* Start *

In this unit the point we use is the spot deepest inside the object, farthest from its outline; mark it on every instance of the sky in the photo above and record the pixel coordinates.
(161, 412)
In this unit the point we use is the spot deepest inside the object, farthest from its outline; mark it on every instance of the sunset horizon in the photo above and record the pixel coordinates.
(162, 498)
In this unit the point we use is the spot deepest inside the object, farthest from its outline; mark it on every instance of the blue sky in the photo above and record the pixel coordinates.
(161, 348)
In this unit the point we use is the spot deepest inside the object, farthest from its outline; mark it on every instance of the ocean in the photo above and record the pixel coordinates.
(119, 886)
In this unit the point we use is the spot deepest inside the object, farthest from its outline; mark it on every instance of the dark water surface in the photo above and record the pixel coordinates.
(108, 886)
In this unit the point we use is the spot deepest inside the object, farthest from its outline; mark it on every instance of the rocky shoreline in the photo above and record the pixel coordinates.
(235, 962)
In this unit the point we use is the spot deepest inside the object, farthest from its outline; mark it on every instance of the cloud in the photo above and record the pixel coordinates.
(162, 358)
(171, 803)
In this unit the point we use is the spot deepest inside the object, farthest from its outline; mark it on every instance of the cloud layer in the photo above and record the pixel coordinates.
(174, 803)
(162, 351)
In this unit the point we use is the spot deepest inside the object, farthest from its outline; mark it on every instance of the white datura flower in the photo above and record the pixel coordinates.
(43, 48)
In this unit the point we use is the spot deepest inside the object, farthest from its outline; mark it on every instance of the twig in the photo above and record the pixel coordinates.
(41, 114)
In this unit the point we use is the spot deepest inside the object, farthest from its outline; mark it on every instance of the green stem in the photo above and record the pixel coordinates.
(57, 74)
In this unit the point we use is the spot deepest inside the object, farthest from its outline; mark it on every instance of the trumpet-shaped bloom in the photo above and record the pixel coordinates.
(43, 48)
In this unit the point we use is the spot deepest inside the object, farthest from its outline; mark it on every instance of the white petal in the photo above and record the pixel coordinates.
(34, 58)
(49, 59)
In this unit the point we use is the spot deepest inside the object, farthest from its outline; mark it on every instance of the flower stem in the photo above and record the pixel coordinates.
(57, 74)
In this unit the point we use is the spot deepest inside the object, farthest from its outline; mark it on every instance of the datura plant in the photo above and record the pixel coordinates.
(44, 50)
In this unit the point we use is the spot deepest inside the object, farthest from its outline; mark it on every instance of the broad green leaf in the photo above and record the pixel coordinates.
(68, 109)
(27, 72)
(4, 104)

* End *

■ TASK INSTRUCTIONS
All lines from the line containing "of the datura" through the end of the listing above are to be duplicated exactly; include both ends and nothing further.

■ TASK RESPONSE
In this unit the point we use is the spot deepest inside the object, farthest from its outline; mark it on every instance of the datura plant in the photo above and record the pixel coordinates.
(44, 50)
In this unit the point we use is the spot deepest inside the object, farthest from its outline; mark it on every instance of the broad green leaf in the photo above and record the pixel coordinates.
(68, 109)
(27, 72)
(4, 104)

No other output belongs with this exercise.